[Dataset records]
---------------

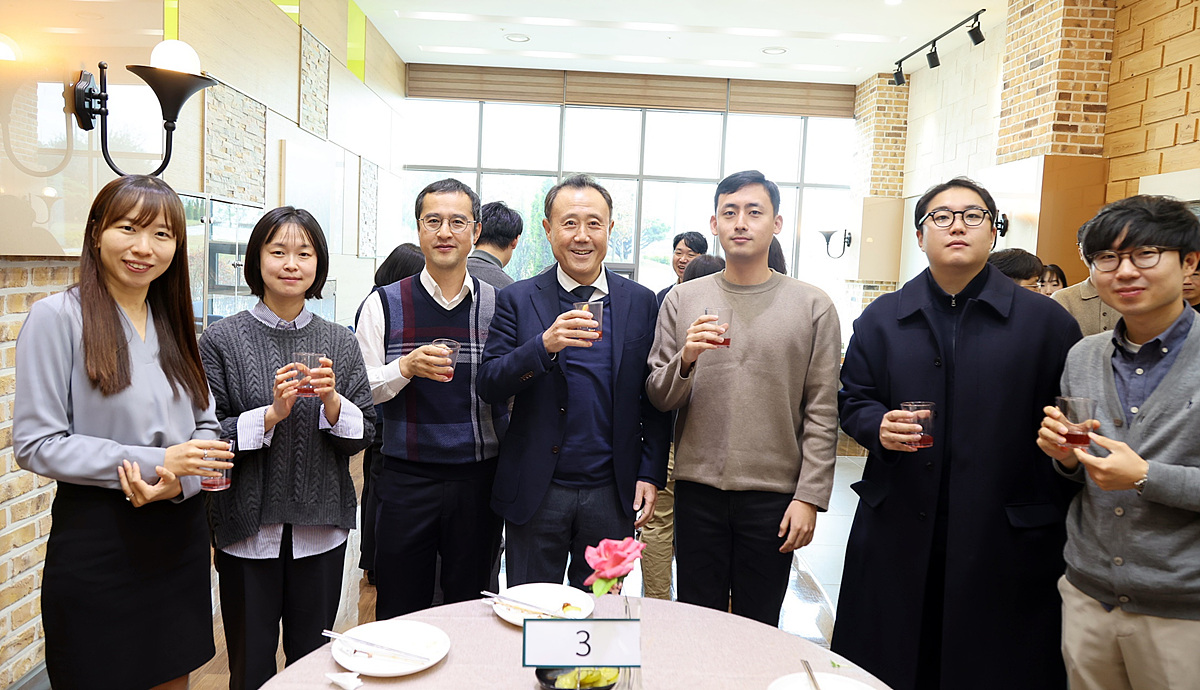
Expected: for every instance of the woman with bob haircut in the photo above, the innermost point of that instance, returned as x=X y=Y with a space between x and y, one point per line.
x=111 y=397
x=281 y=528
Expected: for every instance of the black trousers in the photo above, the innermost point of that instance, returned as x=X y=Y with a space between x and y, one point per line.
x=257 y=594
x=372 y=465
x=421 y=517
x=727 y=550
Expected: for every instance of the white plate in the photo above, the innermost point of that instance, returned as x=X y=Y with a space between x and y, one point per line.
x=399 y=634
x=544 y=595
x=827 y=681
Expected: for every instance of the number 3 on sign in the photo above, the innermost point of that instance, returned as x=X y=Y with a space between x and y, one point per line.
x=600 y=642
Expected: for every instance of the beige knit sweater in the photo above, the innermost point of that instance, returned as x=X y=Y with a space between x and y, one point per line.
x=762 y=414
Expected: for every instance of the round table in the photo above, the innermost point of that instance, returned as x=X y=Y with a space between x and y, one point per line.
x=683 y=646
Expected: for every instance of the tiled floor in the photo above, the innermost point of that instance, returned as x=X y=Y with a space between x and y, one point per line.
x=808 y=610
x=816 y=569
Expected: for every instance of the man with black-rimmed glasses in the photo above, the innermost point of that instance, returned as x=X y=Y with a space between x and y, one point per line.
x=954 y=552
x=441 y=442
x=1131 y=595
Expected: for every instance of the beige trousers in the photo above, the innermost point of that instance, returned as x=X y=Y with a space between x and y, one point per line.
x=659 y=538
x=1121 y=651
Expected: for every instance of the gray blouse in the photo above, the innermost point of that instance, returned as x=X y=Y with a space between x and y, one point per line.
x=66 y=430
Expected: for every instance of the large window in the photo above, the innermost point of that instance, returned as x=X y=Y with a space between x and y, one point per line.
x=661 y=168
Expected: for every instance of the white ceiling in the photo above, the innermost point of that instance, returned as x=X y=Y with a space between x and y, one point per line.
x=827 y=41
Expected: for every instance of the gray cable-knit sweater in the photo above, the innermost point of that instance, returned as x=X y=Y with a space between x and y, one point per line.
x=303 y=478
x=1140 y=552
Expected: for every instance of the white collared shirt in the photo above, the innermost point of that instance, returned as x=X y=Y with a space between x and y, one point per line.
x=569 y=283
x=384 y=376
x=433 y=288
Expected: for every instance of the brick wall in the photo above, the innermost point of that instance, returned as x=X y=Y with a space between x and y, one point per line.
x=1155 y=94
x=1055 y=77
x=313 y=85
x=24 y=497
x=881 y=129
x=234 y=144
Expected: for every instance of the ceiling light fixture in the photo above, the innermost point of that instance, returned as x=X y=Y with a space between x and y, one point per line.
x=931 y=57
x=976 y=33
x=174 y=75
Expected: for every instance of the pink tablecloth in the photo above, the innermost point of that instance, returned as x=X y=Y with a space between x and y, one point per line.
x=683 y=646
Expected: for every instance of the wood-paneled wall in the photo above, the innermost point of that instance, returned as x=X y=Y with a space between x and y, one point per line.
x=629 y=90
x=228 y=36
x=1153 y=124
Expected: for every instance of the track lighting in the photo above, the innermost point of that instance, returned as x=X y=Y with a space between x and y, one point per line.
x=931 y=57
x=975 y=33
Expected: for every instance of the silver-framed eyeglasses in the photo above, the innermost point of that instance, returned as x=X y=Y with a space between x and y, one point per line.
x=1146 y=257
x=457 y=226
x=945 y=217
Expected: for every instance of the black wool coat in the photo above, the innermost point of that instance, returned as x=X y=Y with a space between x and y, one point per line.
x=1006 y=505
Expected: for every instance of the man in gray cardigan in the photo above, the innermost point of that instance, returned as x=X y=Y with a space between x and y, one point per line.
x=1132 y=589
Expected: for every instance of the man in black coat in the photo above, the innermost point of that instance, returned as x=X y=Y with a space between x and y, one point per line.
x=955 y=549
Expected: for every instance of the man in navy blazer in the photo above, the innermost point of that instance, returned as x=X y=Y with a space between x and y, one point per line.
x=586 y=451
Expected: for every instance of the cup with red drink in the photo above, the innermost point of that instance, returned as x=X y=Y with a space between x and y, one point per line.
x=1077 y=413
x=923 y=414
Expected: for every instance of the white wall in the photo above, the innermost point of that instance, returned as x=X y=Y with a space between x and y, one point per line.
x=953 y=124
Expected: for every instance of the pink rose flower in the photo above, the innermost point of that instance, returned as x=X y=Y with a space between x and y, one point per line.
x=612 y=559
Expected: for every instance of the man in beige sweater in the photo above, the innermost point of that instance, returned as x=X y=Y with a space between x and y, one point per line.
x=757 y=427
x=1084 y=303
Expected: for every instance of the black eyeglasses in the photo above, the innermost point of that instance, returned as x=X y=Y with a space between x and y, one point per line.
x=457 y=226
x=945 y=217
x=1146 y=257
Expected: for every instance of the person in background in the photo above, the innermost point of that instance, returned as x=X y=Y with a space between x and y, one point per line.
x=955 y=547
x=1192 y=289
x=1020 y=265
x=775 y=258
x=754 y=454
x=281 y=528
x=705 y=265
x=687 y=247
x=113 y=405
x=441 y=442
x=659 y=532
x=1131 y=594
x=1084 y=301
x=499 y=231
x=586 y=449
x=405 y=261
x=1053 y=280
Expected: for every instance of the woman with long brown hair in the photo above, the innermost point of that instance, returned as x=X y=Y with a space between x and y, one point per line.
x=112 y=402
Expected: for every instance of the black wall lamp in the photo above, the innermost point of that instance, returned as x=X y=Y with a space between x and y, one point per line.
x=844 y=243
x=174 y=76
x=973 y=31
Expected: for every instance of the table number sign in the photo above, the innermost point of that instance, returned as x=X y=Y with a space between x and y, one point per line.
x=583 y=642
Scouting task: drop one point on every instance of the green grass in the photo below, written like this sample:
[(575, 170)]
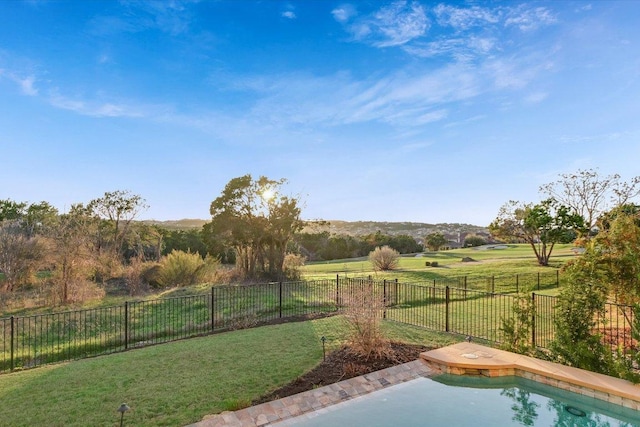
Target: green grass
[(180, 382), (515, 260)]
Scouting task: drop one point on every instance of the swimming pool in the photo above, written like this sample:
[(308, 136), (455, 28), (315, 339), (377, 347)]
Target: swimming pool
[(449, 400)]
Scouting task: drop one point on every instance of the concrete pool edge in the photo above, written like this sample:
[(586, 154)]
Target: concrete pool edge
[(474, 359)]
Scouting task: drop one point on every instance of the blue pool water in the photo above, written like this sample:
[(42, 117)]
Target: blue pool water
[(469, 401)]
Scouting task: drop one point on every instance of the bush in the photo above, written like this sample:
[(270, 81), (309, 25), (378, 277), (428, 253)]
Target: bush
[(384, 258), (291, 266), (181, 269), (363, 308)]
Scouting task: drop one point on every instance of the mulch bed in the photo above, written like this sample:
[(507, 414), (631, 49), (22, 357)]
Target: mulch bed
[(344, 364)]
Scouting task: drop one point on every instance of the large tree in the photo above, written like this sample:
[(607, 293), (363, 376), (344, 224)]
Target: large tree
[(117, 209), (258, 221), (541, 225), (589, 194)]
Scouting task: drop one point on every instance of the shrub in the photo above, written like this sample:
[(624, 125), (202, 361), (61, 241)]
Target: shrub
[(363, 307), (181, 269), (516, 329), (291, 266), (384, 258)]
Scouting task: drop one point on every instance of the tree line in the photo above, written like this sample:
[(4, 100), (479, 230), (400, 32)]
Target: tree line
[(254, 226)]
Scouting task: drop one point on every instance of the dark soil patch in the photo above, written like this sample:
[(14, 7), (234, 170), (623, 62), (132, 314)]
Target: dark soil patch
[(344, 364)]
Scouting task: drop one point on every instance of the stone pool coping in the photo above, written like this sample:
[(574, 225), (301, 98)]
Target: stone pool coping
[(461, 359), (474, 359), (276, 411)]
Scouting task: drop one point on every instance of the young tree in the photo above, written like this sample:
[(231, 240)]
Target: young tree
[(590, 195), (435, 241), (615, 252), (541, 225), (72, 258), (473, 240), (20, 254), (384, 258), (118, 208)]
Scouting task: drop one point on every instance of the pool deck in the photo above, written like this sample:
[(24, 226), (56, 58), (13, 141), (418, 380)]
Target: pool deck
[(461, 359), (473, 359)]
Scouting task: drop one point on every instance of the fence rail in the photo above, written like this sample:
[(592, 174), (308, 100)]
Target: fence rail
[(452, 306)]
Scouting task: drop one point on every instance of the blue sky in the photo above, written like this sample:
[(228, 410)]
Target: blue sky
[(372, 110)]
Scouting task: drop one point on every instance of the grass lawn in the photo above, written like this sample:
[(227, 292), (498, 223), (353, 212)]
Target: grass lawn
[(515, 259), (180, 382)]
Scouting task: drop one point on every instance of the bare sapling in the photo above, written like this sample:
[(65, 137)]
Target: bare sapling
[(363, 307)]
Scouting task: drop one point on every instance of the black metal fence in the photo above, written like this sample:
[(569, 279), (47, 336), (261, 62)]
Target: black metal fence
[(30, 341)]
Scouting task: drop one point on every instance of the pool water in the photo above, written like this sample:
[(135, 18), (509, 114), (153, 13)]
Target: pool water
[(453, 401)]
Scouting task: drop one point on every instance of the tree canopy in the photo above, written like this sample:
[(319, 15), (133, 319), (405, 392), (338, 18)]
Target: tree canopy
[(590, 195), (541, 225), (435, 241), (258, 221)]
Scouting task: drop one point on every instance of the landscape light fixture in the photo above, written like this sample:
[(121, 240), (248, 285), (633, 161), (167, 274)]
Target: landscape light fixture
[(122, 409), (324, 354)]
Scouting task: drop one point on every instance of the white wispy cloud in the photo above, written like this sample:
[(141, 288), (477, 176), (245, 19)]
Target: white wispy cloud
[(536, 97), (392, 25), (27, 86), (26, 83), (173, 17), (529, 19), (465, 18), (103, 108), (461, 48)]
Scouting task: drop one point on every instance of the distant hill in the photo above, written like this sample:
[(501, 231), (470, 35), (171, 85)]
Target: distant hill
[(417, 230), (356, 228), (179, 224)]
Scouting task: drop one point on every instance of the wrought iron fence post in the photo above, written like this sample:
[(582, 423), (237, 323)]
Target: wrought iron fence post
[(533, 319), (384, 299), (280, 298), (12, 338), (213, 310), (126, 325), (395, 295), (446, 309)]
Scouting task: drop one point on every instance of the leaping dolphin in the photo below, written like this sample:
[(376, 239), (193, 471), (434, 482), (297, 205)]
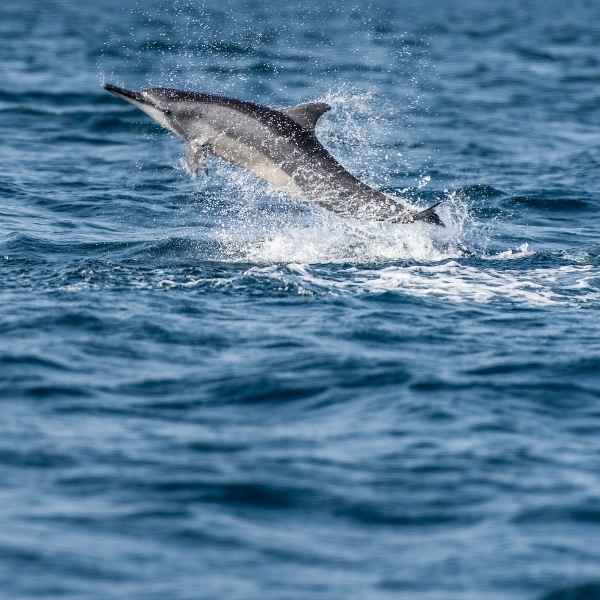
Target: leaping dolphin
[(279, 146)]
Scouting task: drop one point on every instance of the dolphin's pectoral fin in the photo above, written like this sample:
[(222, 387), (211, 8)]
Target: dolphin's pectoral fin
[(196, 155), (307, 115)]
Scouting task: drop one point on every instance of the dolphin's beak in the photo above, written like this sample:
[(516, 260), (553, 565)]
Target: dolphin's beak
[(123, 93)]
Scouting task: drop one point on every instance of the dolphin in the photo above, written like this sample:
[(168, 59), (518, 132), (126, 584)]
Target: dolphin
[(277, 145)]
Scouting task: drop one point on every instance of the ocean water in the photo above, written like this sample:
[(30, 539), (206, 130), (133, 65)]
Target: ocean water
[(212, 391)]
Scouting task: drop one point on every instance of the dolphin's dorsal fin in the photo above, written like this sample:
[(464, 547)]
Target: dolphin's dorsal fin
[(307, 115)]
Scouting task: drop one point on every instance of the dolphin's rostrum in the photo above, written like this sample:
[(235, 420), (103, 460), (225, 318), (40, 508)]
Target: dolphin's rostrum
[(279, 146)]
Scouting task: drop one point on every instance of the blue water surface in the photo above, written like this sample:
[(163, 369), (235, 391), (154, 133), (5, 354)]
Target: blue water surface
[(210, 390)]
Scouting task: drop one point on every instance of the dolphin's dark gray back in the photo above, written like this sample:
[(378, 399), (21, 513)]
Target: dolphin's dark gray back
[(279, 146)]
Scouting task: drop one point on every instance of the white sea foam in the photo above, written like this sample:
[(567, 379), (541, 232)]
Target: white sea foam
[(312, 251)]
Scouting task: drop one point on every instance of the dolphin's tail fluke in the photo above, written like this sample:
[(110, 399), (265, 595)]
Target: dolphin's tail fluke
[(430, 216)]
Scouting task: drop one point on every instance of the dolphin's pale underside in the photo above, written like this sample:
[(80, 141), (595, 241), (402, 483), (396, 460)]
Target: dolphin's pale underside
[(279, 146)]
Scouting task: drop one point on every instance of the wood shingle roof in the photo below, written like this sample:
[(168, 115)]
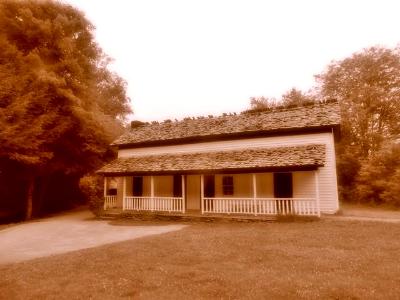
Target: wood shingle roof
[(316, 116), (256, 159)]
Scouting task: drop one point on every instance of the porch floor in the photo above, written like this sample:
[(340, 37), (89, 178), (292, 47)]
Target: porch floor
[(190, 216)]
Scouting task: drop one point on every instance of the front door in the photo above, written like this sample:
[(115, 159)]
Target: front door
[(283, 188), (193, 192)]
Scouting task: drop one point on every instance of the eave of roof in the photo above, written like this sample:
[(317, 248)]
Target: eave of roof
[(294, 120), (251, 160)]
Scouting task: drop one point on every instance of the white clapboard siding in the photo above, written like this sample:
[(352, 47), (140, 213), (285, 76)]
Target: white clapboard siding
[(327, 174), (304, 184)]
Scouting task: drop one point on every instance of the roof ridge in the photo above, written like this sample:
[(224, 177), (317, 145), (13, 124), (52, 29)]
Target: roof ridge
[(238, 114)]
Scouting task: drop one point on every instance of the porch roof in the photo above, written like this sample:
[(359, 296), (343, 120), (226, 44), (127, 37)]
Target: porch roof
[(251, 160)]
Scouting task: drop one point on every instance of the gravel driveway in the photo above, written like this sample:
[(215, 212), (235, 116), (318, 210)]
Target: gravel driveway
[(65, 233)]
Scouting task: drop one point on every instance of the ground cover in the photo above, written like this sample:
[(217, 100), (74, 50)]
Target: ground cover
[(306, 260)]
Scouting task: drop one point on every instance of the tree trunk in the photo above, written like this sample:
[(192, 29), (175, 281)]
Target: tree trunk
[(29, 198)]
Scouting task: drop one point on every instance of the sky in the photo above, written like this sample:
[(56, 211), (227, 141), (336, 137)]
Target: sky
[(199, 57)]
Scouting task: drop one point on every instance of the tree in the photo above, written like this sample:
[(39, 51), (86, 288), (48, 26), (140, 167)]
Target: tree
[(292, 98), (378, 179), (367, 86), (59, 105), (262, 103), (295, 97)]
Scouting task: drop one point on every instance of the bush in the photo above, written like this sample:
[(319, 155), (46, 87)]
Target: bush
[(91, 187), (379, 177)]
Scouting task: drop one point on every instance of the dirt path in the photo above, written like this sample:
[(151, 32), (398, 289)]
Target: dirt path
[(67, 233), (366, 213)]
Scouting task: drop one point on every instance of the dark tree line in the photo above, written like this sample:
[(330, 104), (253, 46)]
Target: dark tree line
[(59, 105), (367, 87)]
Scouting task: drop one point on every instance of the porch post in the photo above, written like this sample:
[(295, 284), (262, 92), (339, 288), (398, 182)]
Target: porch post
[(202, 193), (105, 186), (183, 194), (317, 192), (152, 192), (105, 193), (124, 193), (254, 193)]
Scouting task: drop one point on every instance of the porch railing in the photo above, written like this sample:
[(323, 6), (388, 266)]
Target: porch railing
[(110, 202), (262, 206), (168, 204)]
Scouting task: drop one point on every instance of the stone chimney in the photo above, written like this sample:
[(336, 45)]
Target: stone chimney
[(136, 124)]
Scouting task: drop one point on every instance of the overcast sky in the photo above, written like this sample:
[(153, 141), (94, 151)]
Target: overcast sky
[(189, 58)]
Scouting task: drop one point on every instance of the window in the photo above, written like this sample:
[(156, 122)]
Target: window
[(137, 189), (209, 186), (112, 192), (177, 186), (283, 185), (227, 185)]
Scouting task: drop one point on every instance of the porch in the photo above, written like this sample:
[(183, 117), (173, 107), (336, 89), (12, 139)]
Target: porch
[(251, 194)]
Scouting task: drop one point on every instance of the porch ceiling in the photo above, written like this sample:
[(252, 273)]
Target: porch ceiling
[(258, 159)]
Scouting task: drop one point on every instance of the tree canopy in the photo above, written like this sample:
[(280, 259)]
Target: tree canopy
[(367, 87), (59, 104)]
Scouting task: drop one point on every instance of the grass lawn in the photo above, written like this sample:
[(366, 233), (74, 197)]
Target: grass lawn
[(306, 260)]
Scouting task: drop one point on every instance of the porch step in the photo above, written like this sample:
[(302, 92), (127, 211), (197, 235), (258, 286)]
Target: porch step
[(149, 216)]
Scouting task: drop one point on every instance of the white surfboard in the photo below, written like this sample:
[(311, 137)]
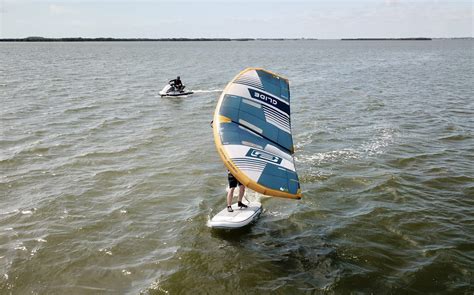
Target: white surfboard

---------------

- **EXERCISE BRIEF**:
Find the lines above holding the word "surfboard" and show them.

- **RESULT OF THIS TASK**:
Scouting task: drop one point on every instance of the white surfboard in the photo below, written like this sample:
Target: white surfboard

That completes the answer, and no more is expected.